MATERIAL TO PROCESS: Begin

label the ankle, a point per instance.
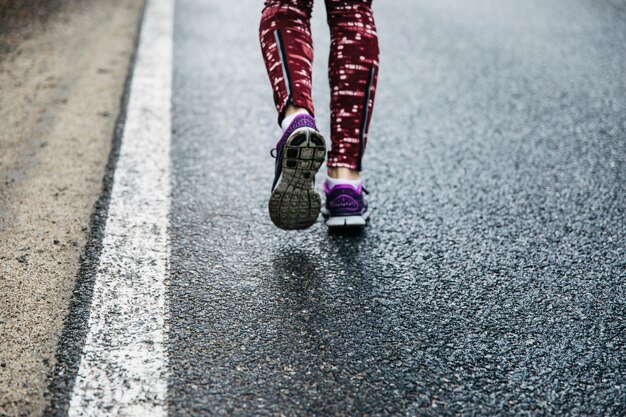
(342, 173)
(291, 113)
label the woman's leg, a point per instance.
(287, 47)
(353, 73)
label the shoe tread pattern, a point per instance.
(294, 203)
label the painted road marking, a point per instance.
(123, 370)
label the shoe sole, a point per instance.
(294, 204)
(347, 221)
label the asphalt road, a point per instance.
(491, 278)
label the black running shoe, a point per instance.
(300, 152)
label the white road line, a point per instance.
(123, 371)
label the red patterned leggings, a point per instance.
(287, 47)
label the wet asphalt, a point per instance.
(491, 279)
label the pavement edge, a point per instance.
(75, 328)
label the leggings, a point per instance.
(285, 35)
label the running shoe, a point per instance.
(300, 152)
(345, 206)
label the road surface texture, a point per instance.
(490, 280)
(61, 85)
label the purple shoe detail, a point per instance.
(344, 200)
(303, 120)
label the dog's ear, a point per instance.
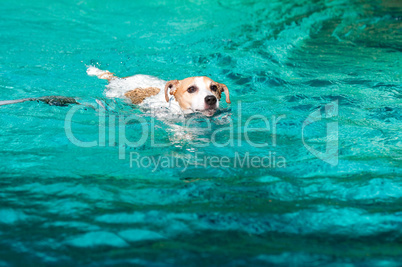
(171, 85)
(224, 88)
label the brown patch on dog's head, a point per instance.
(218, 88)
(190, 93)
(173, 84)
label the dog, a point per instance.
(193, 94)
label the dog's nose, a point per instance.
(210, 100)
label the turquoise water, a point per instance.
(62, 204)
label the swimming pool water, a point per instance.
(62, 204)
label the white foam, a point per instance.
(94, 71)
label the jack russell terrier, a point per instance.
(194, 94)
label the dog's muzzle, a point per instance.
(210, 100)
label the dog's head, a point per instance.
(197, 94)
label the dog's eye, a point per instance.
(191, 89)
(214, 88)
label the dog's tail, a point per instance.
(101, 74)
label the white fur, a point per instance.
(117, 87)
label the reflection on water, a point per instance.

MATERIAL TO PROCESS: End
MATERIAL TO PROCESS: Begin

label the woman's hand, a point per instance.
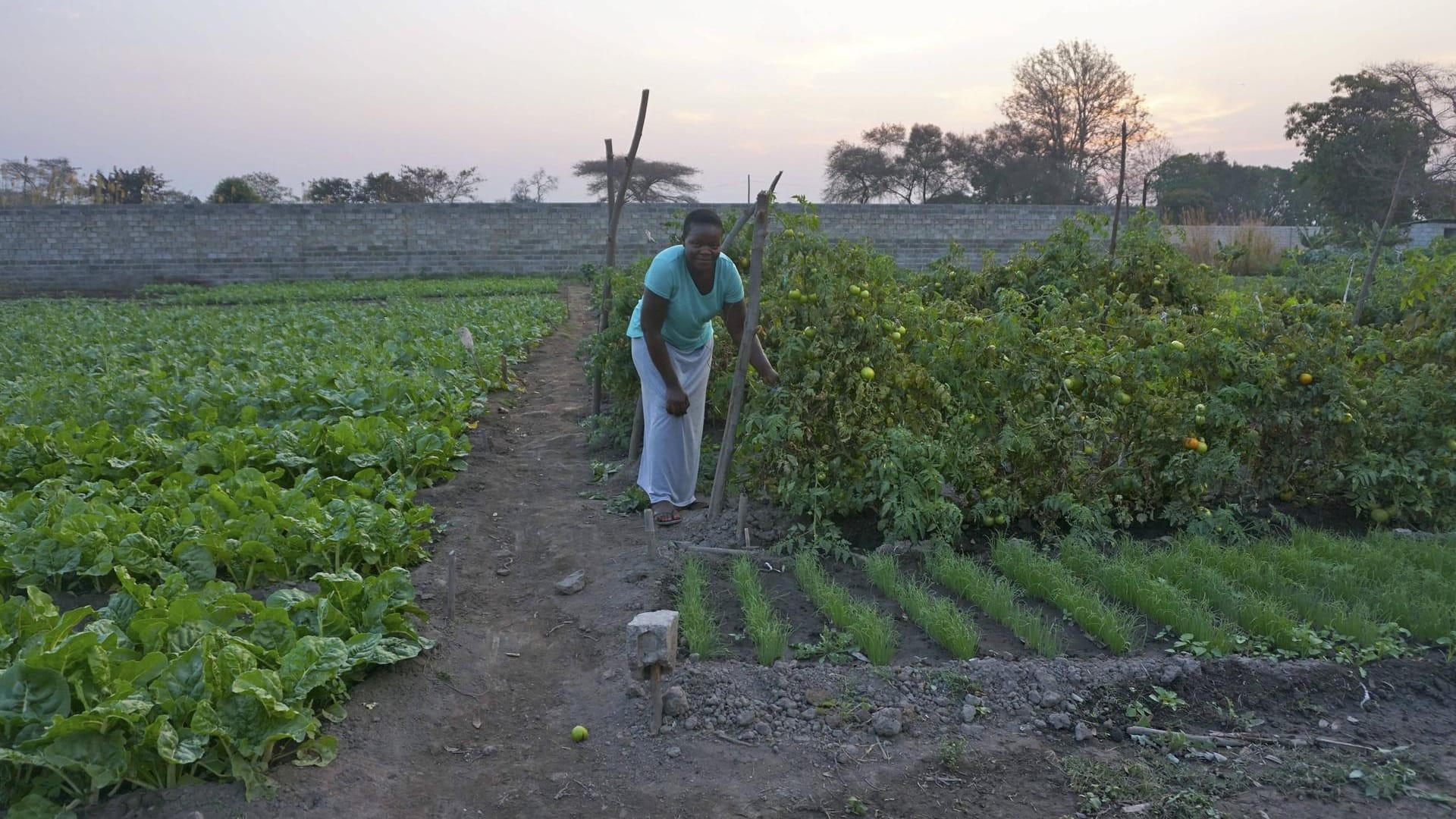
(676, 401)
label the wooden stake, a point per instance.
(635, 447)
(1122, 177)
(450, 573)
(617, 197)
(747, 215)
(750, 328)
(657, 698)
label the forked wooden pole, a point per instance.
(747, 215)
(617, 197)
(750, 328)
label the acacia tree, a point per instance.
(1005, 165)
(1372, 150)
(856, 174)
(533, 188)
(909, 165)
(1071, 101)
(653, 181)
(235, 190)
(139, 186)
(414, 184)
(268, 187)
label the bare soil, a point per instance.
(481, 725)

MATERIAL TO PROCESS: End

*TASK*. In the material above, which lines fall between the one holding "label the shoe tread" and the one holding "label the reflection", inclusive? Print exactly those, with the pictures left out.

*WORKED SOLUTION*.
label the shoe tread pattern, a point per instance.
(294, 203)
label the painted road marking, a point per instance.
(123, 370)
label the shoe sole, a point per instance.
(294, 204)
(347, 221)
label the asphalt road, a point per instance.
(491, 278)
label the black running shoe, a point per instance.
(300, 152)
label the white road line, a point per instance.
(123, 371)
label the red patterned leggings, a point per instance.
(287, 47)
label the wet asphalt, a point per instance.
(491, 279)
label the pavement edge, a point per instance.
(75, 328)
label the leggings, a point per instance.
(285, 35)
label the running shoe, a point per instance.
(300, 152)
(345, 206)
label the road surface texture, a point per instance.
(490, 280)
(61, 85)
label the purple shoe detail, a point per instance.
(344, 200)
(303, 120)
label the dog's ear, a point per instance.
(171, 85)
(224, 88)
label the brown patch on dog's head, a point per instance.
(218, 88)
(190, 93)
(173, 84)
label the dog, a point per instance.
(193, 94)
label the dog's nose, a point per instance.
(210, 100)
label the turquoise water, a point per instance.
(62, 204)
label the swimming pool water, a point per instance.
(62, 204)
label the white foam, a point per instance.
(94, 71)
label the jack russell terrier, a point per instance.
(194, 94)
label the dog's muzzle, a point per instance.
(210, 100)
label the dog's head, a point per instance.
(197, 94)
label the dog's eye, a point per instance.
(191, 89)
(214, 88)
label the dog's tail, a point per instance.
(101, 74)
label the white fur, a point per instance.
(117, 87)
label the reflection on water, a point per instance.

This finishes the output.